### [Exercise details]
Find the string "every" in the entries and copy each line that has it.

### [Dataset content]

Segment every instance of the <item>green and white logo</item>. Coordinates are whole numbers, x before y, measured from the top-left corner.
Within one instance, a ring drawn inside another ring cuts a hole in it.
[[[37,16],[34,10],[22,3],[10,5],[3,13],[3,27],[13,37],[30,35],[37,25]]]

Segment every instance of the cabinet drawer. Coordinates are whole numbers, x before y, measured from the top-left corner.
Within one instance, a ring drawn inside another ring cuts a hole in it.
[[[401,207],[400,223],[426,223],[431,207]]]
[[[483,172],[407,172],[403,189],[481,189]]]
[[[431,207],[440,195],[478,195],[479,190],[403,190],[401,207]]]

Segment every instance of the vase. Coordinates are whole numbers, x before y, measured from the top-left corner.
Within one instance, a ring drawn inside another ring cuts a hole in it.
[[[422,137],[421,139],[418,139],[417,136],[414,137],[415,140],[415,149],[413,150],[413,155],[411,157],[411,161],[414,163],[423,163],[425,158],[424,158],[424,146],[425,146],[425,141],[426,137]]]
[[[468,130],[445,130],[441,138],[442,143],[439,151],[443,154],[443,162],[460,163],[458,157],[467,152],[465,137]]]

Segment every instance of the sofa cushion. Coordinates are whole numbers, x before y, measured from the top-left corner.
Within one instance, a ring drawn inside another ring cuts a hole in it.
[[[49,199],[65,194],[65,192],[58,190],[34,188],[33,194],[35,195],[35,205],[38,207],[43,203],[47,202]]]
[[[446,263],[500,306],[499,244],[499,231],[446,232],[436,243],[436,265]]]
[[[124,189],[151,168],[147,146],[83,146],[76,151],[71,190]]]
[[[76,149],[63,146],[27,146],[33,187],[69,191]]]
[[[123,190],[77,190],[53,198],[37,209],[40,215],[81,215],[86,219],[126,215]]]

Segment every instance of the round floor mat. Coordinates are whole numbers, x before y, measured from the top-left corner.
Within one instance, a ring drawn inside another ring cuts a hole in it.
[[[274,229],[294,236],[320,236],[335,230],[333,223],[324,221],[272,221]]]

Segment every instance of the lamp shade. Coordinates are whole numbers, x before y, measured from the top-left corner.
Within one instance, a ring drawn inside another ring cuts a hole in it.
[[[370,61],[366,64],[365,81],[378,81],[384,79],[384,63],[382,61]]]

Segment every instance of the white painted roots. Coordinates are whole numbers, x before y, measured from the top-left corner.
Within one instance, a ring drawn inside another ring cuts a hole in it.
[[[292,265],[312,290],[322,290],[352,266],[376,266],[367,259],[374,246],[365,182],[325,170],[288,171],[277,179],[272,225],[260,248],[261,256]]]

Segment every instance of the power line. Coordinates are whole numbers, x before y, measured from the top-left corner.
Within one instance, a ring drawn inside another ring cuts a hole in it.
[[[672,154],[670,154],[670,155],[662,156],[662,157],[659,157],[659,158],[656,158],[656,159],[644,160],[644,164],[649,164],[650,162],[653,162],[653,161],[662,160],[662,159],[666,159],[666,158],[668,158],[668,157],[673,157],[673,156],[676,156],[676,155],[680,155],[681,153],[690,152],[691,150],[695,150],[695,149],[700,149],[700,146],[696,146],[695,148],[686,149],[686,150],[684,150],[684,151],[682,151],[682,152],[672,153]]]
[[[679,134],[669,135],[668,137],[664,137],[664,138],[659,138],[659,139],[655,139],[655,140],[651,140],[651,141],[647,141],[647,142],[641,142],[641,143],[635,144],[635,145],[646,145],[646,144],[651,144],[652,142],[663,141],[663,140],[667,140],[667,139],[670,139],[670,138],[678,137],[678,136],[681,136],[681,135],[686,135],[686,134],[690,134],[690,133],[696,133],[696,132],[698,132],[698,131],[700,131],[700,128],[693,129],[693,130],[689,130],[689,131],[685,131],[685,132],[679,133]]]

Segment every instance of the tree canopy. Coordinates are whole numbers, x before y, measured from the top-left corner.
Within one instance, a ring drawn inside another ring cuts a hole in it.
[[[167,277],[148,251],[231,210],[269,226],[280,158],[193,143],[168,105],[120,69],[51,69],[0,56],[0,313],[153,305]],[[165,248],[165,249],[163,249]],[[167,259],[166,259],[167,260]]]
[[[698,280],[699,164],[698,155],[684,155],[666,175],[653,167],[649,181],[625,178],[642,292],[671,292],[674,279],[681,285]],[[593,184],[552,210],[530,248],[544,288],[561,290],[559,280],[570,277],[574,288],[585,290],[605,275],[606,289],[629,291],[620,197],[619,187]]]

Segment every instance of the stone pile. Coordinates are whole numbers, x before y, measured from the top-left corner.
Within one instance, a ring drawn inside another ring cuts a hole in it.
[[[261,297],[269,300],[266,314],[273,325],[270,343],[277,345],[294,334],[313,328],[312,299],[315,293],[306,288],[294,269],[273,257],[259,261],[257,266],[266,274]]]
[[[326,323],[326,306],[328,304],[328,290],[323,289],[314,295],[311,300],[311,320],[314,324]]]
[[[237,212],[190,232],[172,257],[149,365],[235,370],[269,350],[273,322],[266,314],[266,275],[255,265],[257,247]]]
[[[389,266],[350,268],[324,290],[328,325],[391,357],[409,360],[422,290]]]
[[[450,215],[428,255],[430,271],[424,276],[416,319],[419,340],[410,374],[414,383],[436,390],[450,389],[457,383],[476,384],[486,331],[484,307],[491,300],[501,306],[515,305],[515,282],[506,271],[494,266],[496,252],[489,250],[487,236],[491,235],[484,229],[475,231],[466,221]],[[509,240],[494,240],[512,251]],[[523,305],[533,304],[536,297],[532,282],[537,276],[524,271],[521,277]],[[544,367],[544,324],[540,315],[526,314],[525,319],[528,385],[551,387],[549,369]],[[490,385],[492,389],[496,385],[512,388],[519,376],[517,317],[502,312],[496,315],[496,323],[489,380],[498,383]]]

---

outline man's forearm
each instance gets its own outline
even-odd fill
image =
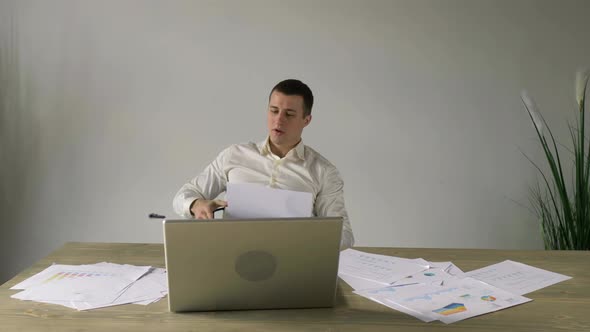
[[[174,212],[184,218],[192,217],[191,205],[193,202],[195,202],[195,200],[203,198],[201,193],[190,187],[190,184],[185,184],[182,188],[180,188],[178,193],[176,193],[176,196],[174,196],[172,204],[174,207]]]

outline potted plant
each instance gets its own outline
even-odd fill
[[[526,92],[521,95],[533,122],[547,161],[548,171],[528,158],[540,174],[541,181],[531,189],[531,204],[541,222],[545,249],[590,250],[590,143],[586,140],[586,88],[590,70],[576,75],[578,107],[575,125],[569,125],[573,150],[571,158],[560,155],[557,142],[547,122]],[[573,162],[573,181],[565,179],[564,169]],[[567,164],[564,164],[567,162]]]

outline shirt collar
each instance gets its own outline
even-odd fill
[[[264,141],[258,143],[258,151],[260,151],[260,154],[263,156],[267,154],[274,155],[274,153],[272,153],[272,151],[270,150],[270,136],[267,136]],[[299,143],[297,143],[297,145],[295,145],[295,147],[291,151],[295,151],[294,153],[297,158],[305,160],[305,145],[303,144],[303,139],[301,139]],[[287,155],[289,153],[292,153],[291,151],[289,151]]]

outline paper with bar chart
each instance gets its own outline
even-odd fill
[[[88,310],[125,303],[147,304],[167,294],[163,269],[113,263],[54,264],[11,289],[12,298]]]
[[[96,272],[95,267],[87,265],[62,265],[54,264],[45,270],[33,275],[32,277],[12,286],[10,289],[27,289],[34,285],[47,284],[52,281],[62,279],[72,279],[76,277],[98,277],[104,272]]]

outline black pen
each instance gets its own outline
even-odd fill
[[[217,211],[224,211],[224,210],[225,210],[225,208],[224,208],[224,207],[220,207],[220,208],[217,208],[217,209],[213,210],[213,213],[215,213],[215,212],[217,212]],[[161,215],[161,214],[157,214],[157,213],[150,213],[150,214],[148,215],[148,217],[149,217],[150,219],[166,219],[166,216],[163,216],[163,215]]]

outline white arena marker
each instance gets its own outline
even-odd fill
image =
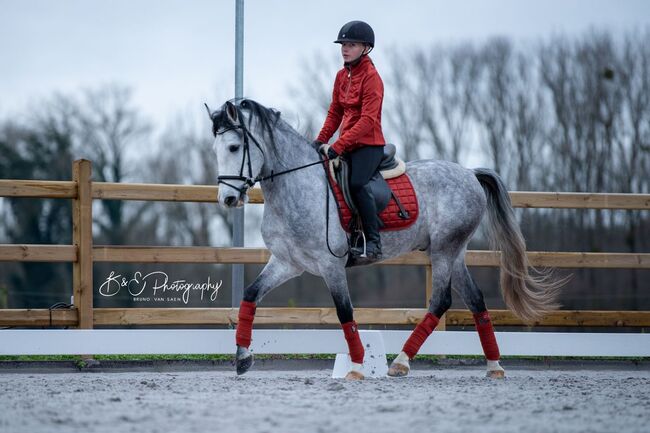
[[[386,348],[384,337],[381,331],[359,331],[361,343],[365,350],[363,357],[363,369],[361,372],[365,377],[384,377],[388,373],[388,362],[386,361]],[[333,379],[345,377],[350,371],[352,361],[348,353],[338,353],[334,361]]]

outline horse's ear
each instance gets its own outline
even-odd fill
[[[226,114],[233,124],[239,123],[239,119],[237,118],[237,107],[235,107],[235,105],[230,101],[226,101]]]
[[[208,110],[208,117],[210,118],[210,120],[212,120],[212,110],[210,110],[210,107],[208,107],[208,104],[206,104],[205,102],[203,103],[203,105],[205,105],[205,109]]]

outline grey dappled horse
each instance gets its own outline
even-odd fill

### [Solution to this problem]
Segment every instance of the <item>green and white logo</item>. Coordinates are whole numbers, x before y, measured from the top-left corner.
Segment every instance of the cabinet drawer. Coordinates are whole numbers, x before y, measured from the top-left corner.
Segment every instance of the vase. Coordinates are whole numbers, x before y, measured from the top-left corner.
Segment every instance of the sofa cushion. Coordinates are whole numbers, x before y, measured from the top-left corner.
Segment every instance of the round floor mat. Coordinates are whole numbers, x before y, measured from the top-left corner.
Segment every instance of the lamp shade. Coordinates are whole numbers, x before y, measured from the top-left corner.
Segment every instance of the white painted roots. Coordinates are whole numbers, x before y, measured from the top-left corner.
Segment every instance of the power line. Coordinates are whole numbers, x before y, measured from the top-left corner.
Segment every instance of the tree canopy. Coordinates are whole numbers, x before y, measured from the top-left corner.
Segment every instance of the stone pile. Coordinates are whole numbers, x before y, measured from the top-left corner.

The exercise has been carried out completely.